▶ [Task instructions] Copy word for word the part of the Scrapy 403 thread below that begins with the words containing "Here is the" and ends with "cflare_response = self.cloudflare_scraper.get(request_url)".

Search code examples
pythonscrapy

How to fix 403 error while scraping with scrapy?


I keep getting 403 error when using scrapy, even though I have proper headers set. The website, I am trying to scrape is https://steamdb.info/graph/.

My code:

def start_request(self):
        headers =  {"user-agent": "Mozilla/5.0 (Linux; Android 6.0; Nexus 5 Build/MRA58N) AppleWebKit/537.36 (KHTML, like Gecko) Chrome/101.0.4951.67 Mobile Safari/537.36",
"accept": "application/json",
"accept-encoding": "gzip, deflate, br",
"accept-language": "en-US,en;q=0.9,en-GB;q=0.8,ar;q=0.7",
"cache-control":" no-cache",
"pragma": "no-cache",
"referer": "https://steamdb.info/graph/", 
"sec-fetch-dest": "empty",
"sec-fetch-mode": "cors",
"sec-fetch-site": "same-origin",
"x-requested-with": "XMLHttpRequest"
            }

        yield scrapy.Request(url = 'https://steamdb.info/graph', method='GET', headers = headers, callback=self.parse)
        

    def parse(self, response):    
        #stuff to do

Error:

2022-07-08 20:20:41 [scrapy.core.engine] DEBUG: Crawled (403) <GET https://steamdb.info/graph> (referer: https://steamdb.info/graph/)
2022-07-08 20:20:41 [scrapy.spidermiddlewares.httperror] INFO: Ignoring response <403 https://steamdb.info/graph>: HTTP status code is not handled or not allowed

Solution

  • CloudScraper worked for me:

    pip install cloudscraper
    

    Then add middleware to your settings.py:

    "DOWNLOADER_MIDDLEWARES": {
        "YOUR_PATH.AntiBanMiddleware": 543
      },
    

    Here is the AntiBanMiddleware:

    class AntiBanMiddleware:
        cloudflare_scraper = cloudscraper.create_scraper()
    
        def process_response(self, request, response, spider):
            request_url = request.url
            response_status = response.status
            if response_status not in (403, 503):
                return response
    
            spider.logger.info("Cloudflare detected. Using cloudscraper on URL: %s", request_url)
            cflare_response = self.cloudflare_scraper.get(request_url)
            cflare_res_transformed = HtmlResponse(url=request_url, body=cflare_response.text, encoding='utf-8')
            return cflare_res_transformed

▶ [Supplied entries]
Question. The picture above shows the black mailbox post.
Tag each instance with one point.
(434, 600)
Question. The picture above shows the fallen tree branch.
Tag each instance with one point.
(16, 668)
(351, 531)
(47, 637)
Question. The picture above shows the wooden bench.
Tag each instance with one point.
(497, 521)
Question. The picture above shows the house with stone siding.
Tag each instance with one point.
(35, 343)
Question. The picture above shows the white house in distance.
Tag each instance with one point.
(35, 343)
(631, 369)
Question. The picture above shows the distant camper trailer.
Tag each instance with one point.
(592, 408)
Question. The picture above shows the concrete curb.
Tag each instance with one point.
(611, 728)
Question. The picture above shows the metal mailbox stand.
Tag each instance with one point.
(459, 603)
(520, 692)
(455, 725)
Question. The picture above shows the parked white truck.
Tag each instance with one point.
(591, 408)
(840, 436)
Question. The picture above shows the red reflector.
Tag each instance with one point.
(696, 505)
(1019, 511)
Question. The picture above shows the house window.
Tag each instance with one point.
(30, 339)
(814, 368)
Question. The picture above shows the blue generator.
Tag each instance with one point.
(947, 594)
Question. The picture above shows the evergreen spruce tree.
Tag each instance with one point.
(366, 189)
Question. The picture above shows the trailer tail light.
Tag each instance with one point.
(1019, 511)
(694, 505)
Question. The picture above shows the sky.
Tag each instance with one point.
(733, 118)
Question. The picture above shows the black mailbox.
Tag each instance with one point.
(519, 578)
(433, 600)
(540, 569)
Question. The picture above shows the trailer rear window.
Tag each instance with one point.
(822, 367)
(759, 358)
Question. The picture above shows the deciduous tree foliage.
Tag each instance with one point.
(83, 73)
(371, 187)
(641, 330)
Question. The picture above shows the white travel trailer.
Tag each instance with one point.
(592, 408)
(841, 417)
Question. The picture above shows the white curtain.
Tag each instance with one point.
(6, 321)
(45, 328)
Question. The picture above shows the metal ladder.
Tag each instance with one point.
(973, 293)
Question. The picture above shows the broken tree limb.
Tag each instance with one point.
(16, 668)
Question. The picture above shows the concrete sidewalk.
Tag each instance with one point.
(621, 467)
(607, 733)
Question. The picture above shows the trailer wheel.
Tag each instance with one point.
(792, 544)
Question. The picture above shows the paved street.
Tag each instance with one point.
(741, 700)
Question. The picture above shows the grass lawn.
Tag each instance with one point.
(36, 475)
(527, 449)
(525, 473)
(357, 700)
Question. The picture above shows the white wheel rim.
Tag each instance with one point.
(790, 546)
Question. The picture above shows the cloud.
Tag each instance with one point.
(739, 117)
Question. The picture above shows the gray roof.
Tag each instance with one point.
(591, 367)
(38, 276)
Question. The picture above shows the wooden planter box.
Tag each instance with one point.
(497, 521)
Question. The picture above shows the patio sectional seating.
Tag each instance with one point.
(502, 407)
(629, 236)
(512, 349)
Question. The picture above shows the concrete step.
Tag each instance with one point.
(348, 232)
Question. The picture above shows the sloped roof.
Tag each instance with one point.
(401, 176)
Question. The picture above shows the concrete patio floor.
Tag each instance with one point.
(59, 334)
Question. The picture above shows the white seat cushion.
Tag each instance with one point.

▶ [The result]
Here is the AntiBanMiddleware:

    class AntiBanMiddleware:
        cloudflare_scraper = cloudscraper.create_scraper()
    
        def process_response(self, request, response, spider):
            request_url = request.url
            response_status = response.status
            if response_status not in (403, 503):
                return response
    
            spider.logger.info("Cloudflare detected. Using cloudscraper on URL: %s", request_url)
            cflare_response = self.cloudflare_scraper.get(request_url)